Texte extrait -
..........

Les filles sous le vent

Alors que les jeunes garçons sont les destinataires de nombreuses lettres d'apprentissage et dont les évolutions font l'objet d'une attention soutenue de la part des intellectuels, les jeunes filles semblent être évacuées du débat. « Aucune règle d'action
Un garçon de 20 ans a eu l'impertinence d'écrire à M. Pierre-Henri Simon, de l'Académie française : « Votre humanisme, c'est une morale d'héritier : on succède, on continue. Très exactement une attitude bourgeoise. Nous, on refuse : c'est trop sordide ce qu'on reçoit à la maison, c'est trop absurde ce qu'on apprend à l'école ; on ne voit pas ce qu'on en ferait. Honnêtement, on fout tout en l'air. On verra bien après ce qu'on fera. »
L'épître d'un jeune homme, cela fait, au mieux, douze feuillets. La réponse d'un homme de lettres, cela fait tout de suite un livre. Aussi, emboîtant le pas à M. André Maurois, M. Pierre-Henri Simon adresse-t-il à « ce jeune bourgeois mal élevé » et à ses frères une semonce dont on doute qu'elle soit propre à ramener le coupable dans le droit fil de la Légion d'honneur, mais qui témoigne d'une réelle émotion.
« Pour le dire d'entrée de jeu, écrit-il, les mœurs et les idées de votre génération me déplaisent et me désolent. »
En somme, ils sont quittes. Mais une génération, cela n'est pas exclusivement composé de garçons. M. Pierre-Henri Simon distingue, outre son agresseur qu'il assimile aux provos intellectuels, les scouts, les technocrates, les communistes. Et les filles ? A leur endroit, ni semonces, ni conseils, ni esquisse de morale. Il constate seulement, non sans effroi, « l'évolution de l'éthique amoureuse », mais sans leur en faire porter, semble-t-il, le poids. Acquittées, les filles ?

..........

Dans le texte extrait, quels groupes M. Pierre-Henri Simon distingue-t-il en plus de son agresseur ? Les lignes qui suivent ne sont pas nécessaires.

Données fournies -
..........

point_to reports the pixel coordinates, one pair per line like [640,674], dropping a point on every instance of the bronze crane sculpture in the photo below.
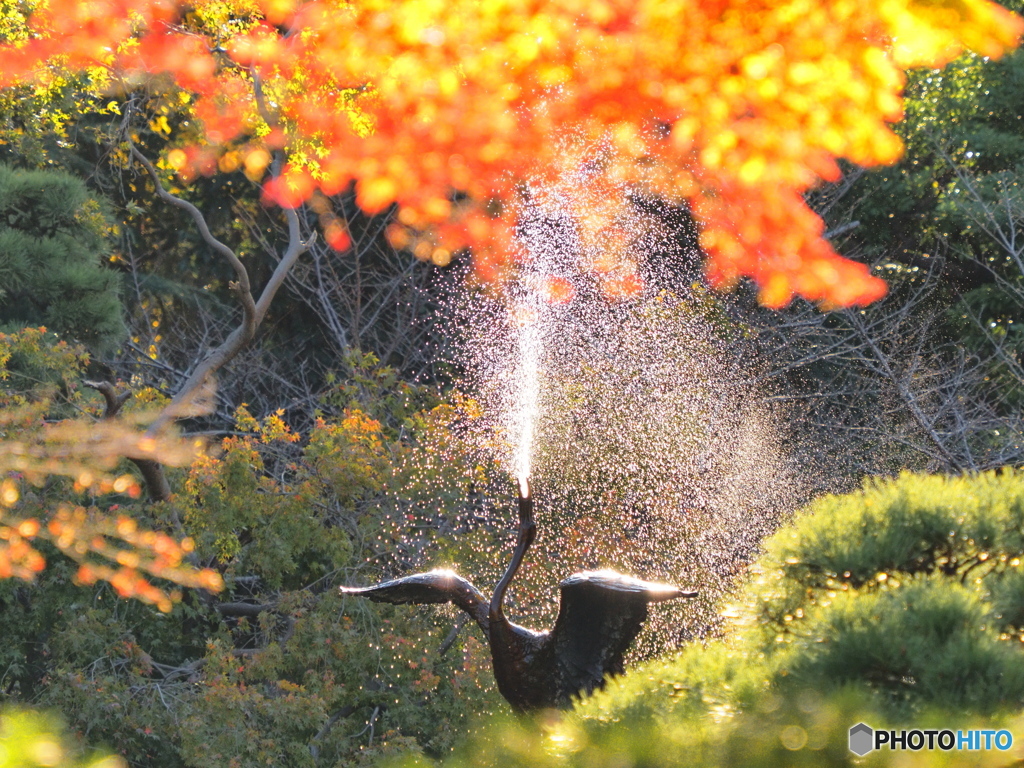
[600,614]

..........

Réponse ci-dessous -
Il distingue les scouts, les technocrates et les communistes.